Regierung erwartet bislang Minus von 6,3 Prozent Altmaier hält noch schlimmeren Konjunktureinbruch für möglich

Virtuelle Pressekonferenz: Bundeswirtschaftsminister Peter Altmaier

Virtuelle Pressekonferenz: Bundeswirtschaftsminister Peter Altmaier

Foto: Michael Kappeler/dpa

Bundeswirtschaftsminister Peter Altmaier hält einen noch stärkeren Konjunktureinbruch in diesem Jahr für möglich als bislang vorhergesagt. "Ich schließe nicht aus, dass es mehr wird, auch bei uns", sagte der CDU-Politiker am Dienstag in Berlin. Bislang geht die Regierung davon aus, dass die Wirtschaftsleistung 2020 um 6,3 Prozent schrumpfen wird. Das wäre das größte Minus der Nachkriegszeit. Hauptgrund dafür ist die Coronavirus-Pandemie, die weite Teile der Wirtschaft über Monate lahmgelegt hat.

Frankreich hat seine Prognose gerade nach unten korrigiert. Finanzminister Bruno Le Maire geht mittlerweile von einem Minus von elf Prozent aus - statt bisher von acht Prozent.

Um die Konjunktur wieder anzukurbeln, verhandeln CDU/CSU und SPD aktuell über ein milliardenschweres Maßnahmenpaket. Die Bundesregierung will dabei laut Altmaier auch Akzente für eine stärkere Digitalisierung setzen. Manches werde aber am Mittwoch womöglich noch nicht bis ins letzte Detail geregelt sein, sagt der CDU-Politiker bei einer Veranstaltung des IT-Verbandes Bitkom. Die Regierung werde dann Schritt für Schritt vorgehen.

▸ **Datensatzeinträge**
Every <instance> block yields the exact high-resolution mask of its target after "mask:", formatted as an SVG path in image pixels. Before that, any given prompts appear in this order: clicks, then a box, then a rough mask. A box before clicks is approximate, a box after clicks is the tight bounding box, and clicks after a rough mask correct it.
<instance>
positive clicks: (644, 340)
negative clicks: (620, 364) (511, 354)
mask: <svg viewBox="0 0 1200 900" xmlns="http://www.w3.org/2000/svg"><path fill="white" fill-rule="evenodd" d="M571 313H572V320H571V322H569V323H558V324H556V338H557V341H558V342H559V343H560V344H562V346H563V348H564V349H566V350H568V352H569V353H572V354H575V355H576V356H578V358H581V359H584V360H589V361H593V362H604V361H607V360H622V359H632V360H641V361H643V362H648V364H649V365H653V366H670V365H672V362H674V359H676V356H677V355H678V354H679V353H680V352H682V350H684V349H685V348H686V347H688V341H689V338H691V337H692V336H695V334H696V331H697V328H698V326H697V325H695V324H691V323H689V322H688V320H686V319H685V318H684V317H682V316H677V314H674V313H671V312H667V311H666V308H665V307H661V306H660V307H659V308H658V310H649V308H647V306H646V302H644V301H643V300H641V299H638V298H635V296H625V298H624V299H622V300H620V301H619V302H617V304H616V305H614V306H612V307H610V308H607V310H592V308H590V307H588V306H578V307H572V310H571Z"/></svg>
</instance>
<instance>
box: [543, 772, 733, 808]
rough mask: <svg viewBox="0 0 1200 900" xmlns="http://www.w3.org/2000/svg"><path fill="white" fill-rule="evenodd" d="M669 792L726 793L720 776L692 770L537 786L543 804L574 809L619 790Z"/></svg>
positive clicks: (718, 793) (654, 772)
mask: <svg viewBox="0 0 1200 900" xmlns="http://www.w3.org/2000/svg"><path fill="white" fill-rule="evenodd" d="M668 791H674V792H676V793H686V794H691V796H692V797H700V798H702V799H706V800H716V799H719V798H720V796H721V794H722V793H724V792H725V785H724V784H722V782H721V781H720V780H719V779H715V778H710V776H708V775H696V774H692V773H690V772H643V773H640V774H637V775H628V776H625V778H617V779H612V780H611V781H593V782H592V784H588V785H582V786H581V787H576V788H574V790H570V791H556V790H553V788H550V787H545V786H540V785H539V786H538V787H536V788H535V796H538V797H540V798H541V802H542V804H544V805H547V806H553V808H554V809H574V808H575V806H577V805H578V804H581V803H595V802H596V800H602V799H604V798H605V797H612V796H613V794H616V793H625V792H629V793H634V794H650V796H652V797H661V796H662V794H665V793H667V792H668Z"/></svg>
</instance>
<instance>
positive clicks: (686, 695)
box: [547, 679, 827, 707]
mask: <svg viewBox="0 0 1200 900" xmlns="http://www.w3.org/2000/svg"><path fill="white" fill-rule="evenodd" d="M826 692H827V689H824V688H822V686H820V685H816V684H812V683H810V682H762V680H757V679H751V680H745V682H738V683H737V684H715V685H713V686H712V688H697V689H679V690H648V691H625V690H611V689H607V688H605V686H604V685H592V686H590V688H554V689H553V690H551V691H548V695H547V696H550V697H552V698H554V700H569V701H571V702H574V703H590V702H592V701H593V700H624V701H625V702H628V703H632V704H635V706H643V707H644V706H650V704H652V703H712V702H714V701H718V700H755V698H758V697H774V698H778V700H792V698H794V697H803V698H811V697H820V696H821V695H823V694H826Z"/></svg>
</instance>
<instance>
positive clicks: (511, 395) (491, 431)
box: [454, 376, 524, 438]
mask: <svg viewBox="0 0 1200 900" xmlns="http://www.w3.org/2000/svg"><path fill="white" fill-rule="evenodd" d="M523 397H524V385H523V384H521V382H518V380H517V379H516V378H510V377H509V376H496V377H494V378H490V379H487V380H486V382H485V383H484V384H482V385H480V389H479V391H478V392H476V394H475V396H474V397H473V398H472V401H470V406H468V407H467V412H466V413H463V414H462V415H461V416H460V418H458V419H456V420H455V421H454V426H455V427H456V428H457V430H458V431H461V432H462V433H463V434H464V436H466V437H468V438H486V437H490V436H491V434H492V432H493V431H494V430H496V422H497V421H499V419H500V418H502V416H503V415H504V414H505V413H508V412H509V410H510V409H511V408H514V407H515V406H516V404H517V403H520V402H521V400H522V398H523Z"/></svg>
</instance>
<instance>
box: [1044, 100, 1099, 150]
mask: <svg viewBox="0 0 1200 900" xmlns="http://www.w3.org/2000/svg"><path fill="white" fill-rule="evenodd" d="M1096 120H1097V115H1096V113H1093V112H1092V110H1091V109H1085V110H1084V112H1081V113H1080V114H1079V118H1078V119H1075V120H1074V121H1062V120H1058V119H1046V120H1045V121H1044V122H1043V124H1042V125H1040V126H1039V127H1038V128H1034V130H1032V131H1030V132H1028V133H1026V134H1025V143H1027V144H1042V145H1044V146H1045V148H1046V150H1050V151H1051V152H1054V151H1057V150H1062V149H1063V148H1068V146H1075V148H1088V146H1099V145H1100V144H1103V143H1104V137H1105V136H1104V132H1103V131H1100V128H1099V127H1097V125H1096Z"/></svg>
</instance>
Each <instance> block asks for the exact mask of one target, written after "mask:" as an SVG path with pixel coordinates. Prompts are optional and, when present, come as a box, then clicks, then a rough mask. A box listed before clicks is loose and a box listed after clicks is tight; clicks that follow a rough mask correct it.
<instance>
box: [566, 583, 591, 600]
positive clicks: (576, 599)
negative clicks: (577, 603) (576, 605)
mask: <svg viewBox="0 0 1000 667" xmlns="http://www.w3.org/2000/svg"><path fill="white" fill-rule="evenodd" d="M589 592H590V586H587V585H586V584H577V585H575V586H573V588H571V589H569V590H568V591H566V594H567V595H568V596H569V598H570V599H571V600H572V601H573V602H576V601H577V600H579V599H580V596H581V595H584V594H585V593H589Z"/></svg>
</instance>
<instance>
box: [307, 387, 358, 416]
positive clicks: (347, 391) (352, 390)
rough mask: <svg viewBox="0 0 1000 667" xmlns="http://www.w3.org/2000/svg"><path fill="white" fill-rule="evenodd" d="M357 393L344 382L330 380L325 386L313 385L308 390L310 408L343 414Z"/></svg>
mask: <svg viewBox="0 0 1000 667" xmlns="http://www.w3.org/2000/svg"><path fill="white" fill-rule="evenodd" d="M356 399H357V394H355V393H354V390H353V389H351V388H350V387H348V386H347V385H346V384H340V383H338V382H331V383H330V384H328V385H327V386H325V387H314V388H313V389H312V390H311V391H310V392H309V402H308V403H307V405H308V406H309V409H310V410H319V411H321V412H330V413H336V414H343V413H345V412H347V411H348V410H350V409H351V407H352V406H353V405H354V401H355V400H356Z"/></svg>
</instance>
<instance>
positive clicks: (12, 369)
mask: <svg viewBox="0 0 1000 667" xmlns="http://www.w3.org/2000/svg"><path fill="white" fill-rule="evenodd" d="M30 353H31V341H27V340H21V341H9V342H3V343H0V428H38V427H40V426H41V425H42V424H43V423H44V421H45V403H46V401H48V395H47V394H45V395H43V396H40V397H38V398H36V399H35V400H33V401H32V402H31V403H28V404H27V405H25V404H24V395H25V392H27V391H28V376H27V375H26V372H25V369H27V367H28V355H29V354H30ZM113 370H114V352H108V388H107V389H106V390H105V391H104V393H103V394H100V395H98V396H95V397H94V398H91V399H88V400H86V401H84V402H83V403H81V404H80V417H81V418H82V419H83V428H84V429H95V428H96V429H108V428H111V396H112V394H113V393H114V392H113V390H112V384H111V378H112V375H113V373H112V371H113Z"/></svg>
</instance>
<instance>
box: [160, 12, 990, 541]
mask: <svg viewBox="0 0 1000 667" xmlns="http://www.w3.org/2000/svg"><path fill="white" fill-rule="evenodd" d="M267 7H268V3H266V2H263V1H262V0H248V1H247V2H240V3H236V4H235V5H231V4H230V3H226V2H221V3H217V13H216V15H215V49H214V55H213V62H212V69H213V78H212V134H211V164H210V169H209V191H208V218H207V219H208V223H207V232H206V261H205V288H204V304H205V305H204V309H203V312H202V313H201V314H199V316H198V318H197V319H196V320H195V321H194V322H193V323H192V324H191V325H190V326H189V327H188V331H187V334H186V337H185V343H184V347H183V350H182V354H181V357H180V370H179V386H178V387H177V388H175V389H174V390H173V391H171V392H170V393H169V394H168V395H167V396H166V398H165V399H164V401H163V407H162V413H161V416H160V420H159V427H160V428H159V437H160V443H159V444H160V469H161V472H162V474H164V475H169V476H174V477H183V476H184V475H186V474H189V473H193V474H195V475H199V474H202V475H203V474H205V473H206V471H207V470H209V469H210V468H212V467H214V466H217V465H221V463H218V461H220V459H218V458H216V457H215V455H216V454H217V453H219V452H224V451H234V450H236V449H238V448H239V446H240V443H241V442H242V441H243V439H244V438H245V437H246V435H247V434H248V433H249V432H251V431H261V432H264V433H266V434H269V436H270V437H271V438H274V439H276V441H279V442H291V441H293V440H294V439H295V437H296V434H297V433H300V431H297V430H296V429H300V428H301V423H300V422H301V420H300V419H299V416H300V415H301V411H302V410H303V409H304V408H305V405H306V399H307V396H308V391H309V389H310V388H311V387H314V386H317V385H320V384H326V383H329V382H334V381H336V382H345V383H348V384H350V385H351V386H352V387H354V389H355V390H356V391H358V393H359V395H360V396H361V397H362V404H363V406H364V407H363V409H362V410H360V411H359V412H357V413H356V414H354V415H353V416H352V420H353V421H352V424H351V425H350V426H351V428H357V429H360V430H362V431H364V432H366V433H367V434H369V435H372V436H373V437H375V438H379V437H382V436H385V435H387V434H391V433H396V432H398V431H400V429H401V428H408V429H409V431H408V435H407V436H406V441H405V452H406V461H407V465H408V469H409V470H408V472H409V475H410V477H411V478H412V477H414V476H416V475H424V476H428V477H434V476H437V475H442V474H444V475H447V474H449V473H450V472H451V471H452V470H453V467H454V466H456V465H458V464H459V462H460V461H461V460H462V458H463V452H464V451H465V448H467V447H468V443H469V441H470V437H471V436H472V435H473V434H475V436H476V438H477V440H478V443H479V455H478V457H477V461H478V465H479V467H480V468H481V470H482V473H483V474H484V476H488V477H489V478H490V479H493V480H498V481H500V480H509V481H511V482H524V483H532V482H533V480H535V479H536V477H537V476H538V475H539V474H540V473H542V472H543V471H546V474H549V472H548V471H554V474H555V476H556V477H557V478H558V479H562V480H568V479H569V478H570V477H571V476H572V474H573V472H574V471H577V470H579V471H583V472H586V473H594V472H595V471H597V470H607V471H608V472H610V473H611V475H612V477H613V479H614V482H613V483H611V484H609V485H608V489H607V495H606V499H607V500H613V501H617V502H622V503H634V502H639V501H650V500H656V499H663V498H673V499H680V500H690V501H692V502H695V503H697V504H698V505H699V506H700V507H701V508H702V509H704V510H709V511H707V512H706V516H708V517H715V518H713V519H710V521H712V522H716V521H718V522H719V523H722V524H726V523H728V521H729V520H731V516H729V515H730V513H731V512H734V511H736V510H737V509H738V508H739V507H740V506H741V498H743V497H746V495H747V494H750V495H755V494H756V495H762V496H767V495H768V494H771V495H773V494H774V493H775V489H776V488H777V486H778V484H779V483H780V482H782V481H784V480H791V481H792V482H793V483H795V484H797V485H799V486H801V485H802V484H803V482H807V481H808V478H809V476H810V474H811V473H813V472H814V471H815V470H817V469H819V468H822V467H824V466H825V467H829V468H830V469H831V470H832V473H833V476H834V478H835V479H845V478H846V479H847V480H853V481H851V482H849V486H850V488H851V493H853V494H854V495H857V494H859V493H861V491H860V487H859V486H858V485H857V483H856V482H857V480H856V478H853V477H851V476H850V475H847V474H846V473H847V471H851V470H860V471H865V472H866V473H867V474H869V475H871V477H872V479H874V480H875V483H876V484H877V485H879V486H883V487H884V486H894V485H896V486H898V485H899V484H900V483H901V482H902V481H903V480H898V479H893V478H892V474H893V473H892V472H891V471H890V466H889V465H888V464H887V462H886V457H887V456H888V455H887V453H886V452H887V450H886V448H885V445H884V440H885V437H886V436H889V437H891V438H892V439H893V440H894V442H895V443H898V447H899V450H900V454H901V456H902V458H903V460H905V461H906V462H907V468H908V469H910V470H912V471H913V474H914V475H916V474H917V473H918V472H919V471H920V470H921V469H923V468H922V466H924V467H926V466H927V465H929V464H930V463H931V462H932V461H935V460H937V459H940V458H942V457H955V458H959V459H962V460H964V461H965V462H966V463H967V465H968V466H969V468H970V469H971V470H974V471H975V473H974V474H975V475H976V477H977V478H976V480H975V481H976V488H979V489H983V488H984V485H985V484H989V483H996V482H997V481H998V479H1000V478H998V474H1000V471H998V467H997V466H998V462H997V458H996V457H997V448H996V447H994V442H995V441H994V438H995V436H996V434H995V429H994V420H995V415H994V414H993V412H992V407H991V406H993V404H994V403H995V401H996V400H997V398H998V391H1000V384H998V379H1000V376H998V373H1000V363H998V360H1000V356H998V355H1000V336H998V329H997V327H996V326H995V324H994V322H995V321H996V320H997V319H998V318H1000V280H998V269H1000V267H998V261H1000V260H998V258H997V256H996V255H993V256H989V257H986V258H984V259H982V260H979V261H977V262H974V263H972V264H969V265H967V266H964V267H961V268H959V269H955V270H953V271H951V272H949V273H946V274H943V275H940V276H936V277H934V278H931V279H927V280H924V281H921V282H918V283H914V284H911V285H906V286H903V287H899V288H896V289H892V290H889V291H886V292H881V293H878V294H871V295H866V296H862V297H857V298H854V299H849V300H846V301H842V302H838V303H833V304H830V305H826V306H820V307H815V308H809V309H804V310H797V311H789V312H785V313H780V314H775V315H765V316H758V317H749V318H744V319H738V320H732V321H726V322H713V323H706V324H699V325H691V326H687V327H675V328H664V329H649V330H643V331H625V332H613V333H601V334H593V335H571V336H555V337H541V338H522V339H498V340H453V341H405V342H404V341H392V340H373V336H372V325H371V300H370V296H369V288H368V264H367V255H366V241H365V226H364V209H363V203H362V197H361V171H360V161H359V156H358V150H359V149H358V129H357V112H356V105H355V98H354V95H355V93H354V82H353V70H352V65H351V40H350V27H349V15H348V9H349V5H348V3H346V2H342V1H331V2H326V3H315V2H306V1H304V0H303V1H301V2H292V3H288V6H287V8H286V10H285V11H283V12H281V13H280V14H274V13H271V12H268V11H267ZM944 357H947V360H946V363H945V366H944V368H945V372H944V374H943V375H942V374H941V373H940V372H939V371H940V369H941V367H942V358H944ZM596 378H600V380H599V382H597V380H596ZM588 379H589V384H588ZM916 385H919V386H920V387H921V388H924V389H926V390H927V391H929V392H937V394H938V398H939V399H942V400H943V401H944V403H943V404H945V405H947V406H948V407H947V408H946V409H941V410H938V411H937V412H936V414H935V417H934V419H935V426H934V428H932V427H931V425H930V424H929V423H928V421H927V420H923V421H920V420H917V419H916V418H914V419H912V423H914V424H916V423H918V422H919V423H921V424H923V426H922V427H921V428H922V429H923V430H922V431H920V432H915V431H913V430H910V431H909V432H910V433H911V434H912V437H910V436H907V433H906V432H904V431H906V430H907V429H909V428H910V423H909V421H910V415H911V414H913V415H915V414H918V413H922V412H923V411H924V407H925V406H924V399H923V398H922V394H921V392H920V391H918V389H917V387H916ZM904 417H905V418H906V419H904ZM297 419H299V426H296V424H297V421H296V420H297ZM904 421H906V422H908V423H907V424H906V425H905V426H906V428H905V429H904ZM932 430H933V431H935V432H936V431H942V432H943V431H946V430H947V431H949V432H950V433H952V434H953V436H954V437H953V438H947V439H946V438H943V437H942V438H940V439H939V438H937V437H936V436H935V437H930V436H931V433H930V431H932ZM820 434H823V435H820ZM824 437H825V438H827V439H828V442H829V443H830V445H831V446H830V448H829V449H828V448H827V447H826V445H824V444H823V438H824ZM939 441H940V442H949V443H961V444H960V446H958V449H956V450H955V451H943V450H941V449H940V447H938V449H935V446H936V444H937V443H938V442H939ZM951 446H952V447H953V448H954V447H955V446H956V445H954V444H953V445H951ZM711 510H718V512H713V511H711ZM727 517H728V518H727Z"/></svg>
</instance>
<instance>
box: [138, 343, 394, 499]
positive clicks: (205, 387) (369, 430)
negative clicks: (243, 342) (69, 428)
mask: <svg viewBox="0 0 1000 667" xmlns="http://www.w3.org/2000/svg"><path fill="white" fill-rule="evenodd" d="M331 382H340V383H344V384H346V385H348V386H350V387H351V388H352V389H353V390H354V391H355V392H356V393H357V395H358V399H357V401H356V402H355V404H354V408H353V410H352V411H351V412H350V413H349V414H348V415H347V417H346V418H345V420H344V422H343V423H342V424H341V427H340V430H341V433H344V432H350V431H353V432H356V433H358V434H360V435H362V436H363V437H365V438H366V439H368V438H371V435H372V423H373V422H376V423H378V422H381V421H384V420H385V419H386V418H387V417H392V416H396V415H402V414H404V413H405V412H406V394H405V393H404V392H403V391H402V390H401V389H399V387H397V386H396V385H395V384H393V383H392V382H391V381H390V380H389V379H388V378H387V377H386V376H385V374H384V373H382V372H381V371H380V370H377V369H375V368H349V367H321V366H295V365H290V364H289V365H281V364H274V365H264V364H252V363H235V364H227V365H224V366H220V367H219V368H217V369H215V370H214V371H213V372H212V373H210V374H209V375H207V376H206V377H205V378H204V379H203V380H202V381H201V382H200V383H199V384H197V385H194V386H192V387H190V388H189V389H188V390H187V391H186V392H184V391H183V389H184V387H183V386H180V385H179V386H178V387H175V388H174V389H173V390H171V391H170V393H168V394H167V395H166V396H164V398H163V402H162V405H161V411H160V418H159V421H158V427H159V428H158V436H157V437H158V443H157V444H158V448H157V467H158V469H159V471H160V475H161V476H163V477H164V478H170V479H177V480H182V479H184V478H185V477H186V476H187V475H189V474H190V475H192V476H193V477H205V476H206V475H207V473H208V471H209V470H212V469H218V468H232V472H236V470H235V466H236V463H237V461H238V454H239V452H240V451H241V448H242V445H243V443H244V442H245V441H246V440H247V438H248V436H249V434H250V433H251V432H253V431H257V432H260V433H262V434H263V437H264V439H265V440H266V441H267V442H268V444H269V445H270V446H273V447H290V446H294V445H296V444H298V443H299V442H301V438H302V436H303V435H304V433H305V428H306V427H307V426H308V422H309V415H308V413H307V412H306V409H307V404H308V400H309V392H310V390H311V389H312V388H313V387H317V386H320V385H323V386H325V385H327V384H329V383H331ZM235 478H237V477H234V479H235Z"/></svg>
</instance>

▸ **Aufgabenbeschreibung**
Gib aus dem Artikel über den erwarteten Konjunktureinbruch den Abschnitt wortgetreu zurück, der mit „Bundeswirtschaftsminister Peter Altmaier hält“ beginnt und sich bis einschließlich „Monate lahmgelegt hat.“ erstreckt. Diese Datensätze stammen aus einer anderen Quelle als der Text.

▸ **Antwort zur Aufgabe**
Bundeswirtschaftsminister Peter Altmaier hält einen noch stärkeren Konjunktureinbruch in diesem Jahr für möglich als bislang vorhergesagt. "Ich schließe nicht aus, dass es mehr wird, auch bei uns", sagte der CDU-Politiker am Dienstag in Berlin. Bislang geht die Regierung davon aus, dass die Wirtschaftsleistung 2020 um 6,3 Prozent schrumpfen wird. Das wäre das größte Minus der Nachkriegszeit. Hauptgrund dafür ist die Coronavirus-Pandemie, die weite Teile der Wirtschaft über Monate lahmgelegt hat.